**WHAT YOU WILL DO**:
Copy the whole passage on Coyne and the evolution of humans and chimps word for word.

::: DOCUMENT EXCERPT

Consider the evolution of humans and chimps from a common ancestor, to which Coyne in his talk referred several times. Rather than offering evidence for such common ancestry, Coyne simply took it as a fact and then used it to support Darwinian selection. Yet the ubiquity of selection in creating these species makes little sense at the level of DNA — the very level at which heritable change (evolution) occurs. By current estimates, the genomes of these two species differ by at least 300 million nucleotides. Given the premise that humans and chimps shared a common ancestor 6 million years ago, such a degree of divergence can only be accounted for by an average of 25 nucleotide changes per year in each line of descent.

For Coyne’s gradual version of the Darwinian mechanism to account for these differences, 25 new mutations would have to appear, conferring a reproductive advantage, and spread through each population every year. Yet even 25 advantageous substitutions per generation is unfathomable. A similar problem prompted Motoo Kimura in 1968 to propose the neutral theory of molecular evolution. By assuming the selective neutrality of most mutations, the neutral theory seeks to explain how the number of evolutionary substitutions per generation may be as high as the mutation rate. Much evolutionary change is not Darwinian; it cannot be. Instead, the vast majority of this change more realistically involves selectively neutral mutations that drift randomly until they saturate a population’s genome.

But Coyne’s error runs even deeper. Natural selection, he claimed, is the only evolutionary process producing adaptation. But this is demonstrably false. In his 2007 book The Origins of Genome Architecture, Michael Lynch shows that many adaptive features of the human genome could not have arisen unless natural selection was first relaxed. The “myth that all of evolution can be explained by adaptation continues to be perpetuated by our continued homage to Darwin’s treatise in the popular literature,” he writes in PNAS.

::::::
::: INFORMATION SHOWN

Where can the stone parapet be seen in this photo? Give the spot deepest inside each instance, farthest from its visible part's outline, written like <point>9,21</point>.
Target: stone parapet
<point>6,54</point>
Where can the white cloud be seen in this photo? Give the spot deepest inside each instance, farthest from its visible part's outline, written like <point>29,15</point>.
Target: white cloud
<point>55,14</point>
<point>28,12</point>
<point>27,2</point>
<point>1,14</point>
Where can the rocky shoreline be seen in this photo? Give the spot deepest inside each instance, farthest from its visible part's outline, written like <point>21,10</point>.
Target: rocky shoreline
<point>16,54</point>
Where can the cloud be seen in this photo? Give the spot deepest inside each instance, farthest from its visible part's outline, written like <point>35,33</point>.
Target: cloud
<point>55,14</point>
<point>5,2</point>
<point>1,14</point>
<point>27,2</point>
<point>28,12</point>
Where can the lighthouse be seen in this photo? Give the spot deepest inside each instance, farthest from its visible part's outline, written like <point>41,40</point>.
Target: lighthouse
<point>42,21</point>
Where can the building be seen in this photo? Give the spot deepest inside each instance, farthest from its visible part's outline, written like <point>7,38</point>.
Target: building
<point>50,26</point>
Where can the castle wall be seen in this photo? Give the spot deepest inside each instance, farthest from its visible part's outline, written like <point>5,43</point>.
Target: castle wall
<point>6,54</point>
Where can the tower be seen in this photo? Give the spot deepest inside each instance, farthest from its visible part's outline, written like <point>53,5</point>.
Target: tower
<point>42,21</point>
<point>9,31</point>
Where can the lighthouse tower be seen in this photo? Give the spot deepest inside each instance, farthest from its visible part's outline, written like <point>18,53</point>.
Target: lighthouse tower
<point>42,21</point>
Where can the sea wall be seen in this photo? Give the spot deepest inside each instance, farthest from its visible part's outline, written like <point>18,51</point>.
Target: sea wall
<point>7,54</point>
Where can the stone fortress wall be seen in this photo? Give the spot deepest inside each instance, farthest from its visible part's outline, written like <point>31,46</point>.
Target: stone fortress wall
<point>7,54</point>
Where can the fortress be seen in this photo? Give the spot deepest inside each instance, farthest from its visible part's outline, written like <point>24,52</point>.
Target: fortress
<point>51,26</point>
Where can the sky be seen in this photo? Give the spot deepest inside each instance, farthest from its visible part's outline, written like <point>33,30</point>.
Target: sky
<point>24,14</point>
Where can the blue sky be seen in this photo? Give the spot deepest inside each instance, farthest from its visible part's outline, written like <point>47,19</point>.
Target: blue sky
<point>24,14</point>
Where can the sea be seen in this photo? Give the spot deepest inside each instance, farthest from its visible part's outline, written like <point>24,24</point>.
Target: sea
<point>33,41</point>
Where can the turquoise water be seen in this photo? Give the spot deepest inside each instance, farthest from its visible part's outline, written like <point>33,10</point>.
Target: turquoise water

::::::

**SOLUTION TO THE EXERCISE**:
Consider the evolution of humans and chimps from a common ancestor, to which Coyne in his talk referred several times. Rather than offering evidence for such common ancestry, Coyne simply took it as a fact and then used it to support Darwinian selection. Yet the ubiquity of selection in creating these species makes little sense at the level of DNA — the very level at which heritable change (evolution) occurs. By current estimates, the genomes of these two species differ by at least 300 million nucleotides. Given the premise that humans and chimps shared a common ancestor 6 million years ago, such a degree of divergence can only be accounted for by an average of 25 nucleotide changes per year in each line of descent.

For Coyne’s gradual version of the Darwinian mechanism to account for these differences, 25 new mutations would have to appear, conferring a reproductive advantage, and spread through each population every year. Yet even 25 advantageous substitutions per generation is unfathomable. A similar problem prompted Motoo Kimura in 1968 to propose the neutral theory of molecular evolution. By assuming the selective neutrality of most mutations, the neutral theory seeks to explain how the number of evolutionary substitutions per generation may be as high as the mutation rate. Much evolutionary change is not Darwinian; it cannot be. Instead, the vast majority of this change more realistically involves selectively neutral mutations that drift randomly until they saturate a population’s genome.

But Coyne’s error runs even deeper. Natural selection, he claimed, is the only evolutionary process producing adaptation. But this is demonstrably false. In his 2007 book The Origins of Genome Architecture, Michael Lynch shows that many adaptive features of the human genome could not have arisen unless natural selection was first relaxed. The “myth that all of evolution can be explained by adaptation continues to be perpetuated by our continued homage to Darwin’s treatise in the popular literature,” he writes in PNAS.